--- REQUIREMENTS ---
Could you rewrite the passage about Edén Pastora, starting at the words "Former Sandinista guerrilla" and stopping after "against the Sandinistas.", and swap "bombing" for "explosion" wherever it occurs?

--- DOCUMENT PASSAGE ---
Former Sandinista guerrilla leader Edén Pastora, known as “Comandante Cero,” said on Monday he would file charges of “terrorism” against a Swedish journalist he accused of complicity in a 1984 bombing at La Penca, near Nicaragua’s border with Costa Rica. The assassination attempt, which targeted Pastora, killed seven, including Tico Times journalist Linda Frasier and two other reporters, and wounded 22 others. 

“I’ll never forgive [him],” Pastora said, referring to filmmaker and former journalist Peter Torbiörnsson, who Pastora referred to as the “only survivor” among bombing suspects. The attack occurred during a jungle press conference on May 30, 1984 during Nicaragua’s 10-year war that pitted U.S.-backed Contra rebels against the Sandinistas.

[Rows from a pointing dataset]
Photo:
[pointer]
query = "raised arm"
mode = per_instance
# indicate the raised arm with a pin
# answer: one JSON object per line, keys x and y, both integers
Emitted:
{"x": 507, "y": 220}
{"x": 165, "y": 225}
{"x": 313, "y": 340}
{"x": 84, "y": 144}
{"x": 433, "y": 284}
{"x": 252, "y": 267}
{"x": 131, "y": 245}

--- OUTPUT BELOW ---
Former Sandinista guerrilla leader Edén Pastora, known as “Comandante Cero,” said on Monday he would file charges of “terrorism” against a Swedish journalist he accused of complicity in a 1984 explosion at La Penca, near Nicaragua’s border with Costa Rica. The assassination attempt, which targeted Pastora, killed seven, including Tico Times journalist Linda Frasier and two other reporters, and wounded 22 others. 

“I’ll never forgive [him],” Pastora said, referring to filmmaker and former journalist Peter Torbiörnsson, who Pastora referred to as the “only survivor” among explosion suspects. The attack occurred during a jungle press conference on May 30, 1984 during Nicaragua’s 10-year war that pitted U.S.-backed Contra rebels against the Sandinistas.